Passage ▸
How to Prevent Stencil Bleeding: Sign Making Hack

30 Minutes

Do you have trouble with your stencils bleeding when you are making wood signs? You try your darnest to do multiple light coats of paint brushing away from the stencil edges, but there is still paint bleeding underneath your stencils, right?! It’s even worse when you are a using a rough, reclaimed wood – like pallet boards. Sign making was turning into frustration rather than a fun hobby…but then I heard about this game changin’ sign making hack. This hack on how to prevent stencil bleeding when you are making wood signs will seriously change the way you DIY signs.

So…just so you can get the full effect of how amazing this sign making hack really is, here’s a look at how normal sign making goes. You cut the stencil out with your Cameo. I always use the adhesive shelf liner (aka contact paper) from the Dollar Tree. Then you put it on the wood….you push real hard to make sure it’s adhered and you go to town painting. You can try light coats. You can try brushing away from the stencil edge. But I bet that you’ll still have bleeding under your stencils. Will you just look at how bad this one was!?

What you are asked to do ▸
In the stencil bleeding post, where does the writer always get the adhesive shelf liner used for stencils?

Data ▸
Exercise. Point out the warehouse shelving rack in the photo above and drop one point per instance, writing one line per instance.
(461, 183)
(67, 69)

Result of the exercise ▸
From the Dollar Tree.